● Excerpted records
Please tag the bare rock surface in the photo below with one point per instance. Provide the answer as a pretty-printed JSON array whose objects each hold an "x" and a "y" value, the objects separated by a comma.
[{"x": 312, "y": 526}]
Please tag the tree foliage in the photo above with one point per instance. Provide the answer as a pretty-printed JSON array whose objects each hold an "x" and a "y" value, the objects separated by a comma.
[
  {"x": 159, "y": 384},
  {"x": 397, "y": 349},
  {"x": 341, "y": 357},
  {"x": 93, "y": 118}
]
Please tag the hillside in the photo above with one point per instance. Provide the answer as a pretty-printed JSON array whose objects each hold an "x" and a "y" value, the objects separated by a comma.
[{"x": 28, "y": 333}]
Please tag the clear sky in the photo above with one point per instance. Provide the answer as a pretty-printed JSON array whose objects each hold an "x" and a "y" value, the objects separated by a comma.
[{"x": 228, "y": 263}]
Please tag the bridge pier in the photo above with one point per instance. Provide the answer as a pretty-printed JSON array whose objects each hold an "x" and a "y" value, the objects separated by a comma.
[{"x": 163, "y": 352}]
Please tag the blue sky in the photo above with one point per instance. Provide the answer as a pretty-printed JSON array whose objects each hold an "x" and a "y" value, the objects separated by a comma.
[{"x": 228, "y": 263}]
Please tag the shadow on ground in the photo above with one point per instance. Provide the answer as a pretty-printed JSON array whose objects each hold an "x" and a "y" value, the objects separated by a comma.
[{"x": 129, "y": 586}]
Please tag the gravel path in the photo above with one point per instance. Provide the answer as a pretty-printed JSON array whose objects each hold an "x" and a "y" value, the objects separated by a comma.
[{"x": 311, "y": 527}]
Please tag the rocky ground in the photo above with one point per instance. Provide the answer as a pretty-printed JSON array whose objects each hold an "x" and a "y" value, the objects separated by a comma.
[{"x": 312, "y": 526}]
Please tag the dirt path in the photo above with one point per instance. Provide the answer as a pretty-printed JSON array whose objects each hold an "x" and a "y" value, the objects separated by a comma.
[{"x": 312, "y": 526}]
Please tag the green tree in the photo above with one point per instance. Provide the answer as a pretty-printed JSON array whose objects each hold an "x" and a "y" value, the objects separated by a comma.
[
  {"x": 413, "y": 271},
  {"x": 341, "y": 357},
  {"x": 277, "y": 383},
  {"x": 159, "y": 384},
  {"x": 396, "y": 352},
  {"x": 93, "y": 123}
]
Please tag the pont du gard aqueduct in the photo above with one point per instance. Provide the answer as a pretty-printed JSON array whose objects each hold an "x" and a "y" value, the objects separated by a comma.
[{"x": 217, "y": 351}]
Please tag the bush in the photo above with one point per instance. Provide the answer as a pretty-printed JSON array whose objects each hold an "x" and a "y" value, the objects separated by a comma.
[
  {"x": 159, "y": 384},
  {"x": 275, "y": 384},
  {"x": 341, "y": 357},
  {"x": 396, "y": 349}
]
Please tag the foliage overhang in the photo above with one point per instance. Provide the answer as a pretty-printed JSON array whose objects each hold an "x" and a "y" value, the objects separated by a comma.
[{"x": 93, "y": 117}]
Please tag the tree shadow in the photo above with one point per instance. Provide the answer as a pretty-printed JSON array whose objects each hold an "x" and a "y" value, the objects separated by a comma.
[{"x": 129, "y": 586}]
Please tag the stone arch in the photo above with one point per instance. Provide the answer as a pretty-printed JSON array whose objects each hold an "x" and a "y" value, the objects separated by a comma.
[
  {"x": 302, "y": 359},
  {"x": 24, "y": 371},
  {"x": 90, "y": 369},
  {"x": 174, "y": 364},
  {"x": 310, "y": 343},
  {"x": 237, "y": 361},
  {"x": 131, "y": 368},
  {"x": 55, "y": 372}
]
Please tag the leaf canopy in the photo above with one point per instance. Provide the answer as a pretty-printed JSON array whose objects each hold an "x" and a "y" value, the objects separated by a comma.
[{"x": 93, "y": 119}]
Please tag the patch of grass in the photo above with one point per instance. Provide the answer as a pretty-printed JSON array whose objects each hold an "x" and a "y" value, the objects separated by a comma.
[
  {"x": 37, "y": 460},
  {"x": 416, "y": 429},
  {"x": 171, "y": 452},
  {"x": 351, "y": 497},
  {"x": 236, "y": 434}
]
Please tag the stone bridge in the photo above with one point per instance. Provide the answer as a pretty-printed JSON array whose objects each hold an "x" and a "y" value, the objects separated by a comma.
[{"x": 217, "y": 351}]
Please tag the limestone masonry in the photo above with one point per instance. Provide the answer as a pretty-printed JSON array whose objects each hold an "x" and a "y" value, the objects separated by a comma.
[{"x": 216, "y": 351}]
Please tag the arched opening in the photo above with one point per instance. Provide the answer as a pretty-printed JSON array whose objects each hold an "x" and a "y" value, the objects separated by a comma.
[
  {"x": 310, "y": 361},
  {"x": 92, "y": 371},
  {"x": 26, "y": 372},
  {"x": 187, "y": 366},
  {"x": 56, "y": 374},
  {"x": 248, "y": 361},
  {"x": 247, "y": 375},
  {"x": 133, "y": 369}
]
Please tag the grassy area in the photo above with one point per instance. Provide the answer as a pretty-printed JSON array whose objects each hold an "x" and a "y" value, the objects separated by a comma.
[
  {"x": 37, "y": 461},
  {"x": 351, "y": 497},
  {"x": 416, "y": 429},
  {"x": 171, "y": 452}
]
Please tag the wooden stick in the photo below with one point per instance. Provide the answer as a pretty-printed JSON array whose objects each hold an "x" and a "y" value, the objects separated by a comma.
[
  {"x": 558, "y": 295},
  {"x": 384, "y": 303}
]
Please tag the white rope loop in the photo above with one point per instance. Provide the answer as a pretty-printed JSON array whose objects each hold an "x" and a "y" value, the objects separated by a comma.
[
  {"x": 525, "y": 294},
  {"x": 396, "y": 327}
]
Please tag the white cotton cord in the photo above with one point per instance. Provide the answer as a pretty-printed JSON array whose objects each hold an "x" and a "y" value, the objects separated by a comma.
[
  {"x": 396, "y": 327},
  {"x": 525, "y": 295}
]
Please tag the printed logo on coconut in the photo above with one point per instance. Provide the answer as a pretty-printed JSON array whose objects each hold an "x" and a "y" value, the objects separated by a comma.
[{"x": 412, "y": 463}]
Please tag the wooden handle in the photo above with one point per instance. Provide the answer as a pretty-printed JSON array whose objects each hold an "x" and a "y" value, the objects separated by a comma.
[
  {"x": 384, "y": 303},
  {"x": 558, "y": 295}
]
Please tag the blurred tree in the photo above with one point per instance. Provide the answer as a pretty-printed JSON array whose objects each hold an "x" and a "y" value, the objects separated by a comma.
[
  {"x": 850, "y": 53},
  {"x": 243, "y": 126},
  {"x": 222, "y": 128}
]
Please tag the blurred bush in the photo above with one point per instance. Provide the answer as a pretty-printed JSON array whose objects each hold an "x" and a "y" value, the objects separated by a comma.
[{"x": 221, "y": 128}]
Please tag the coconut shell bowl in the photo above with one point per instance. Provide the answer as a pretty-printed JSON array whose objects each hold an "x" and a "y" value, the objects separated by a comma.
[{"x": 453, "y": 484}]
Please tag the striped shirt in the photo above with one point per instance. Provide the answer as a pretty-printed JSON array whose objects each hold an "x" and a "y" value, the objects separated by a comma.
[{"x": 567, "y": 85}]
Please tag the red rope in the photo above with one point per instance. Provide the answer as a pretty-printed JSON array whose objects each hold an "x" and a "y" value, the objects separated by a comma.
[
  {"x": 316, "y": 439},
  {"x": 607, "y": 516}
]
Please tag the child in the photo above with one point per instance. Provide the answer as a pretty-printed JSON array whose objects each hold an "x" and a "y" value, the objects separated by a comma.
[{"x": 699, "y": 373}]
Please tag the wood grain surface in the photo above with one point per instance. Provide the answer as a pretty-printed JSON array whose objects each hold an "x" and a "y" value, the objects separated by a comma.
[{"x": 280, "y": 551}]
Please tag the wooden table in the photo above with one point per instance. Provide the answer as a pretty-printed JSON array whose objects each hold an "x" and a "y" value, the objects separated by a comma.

● Challenge
Copy out every line from the one containing "Please tag the coconut" to the end of the material, both ends included.

● Solution to the exercise
Please tag the coconut shell bowl in the photo above with one point per instance. Provide the answer as a pretty-printed JSON array whose objects each hold an "x" and a "y" value, the objects separated by a comma.
[{"x": 453, "y": 484}]
Please tag the striped shirt in the photo above with one point per instance. Provide the answer as a pretty-printed JSON array whose objects each hold an "x" and a "y" value, the objects separated by a comma.
[{"x": 567, "y": 85}]
Please tag the red rope in the photo above with one point per instance. Provide the answer as a pretty-printed JSON array whose objects each hold an "x" and a "y" value, the objects separated by a comma.
[
  {"x": 316, "y": 439},
  {"x": 607, "y": 516}
]
Please tag the child in the photo above with one point per instance. Provide the answer as a pretty-printed JSON array whose objects each hold an "x" and a "y" value, the objects separated by a comma.
[{"x": 699, "y": 373}]
Please tag the wood grain surface in the photo above with one point per instance. Provide the answer as a pretty-printed JSON array whose objects each hold an "x" and a "y" value, the objects separated by a comma.
[{"x": 280, "y": 551}]
Please tag the wooden table in the photo above with one point per instance. Provide the answer as a pretty-printed JSON array whose objects each hold an "x" and a "y" value, the objects separated by a comma.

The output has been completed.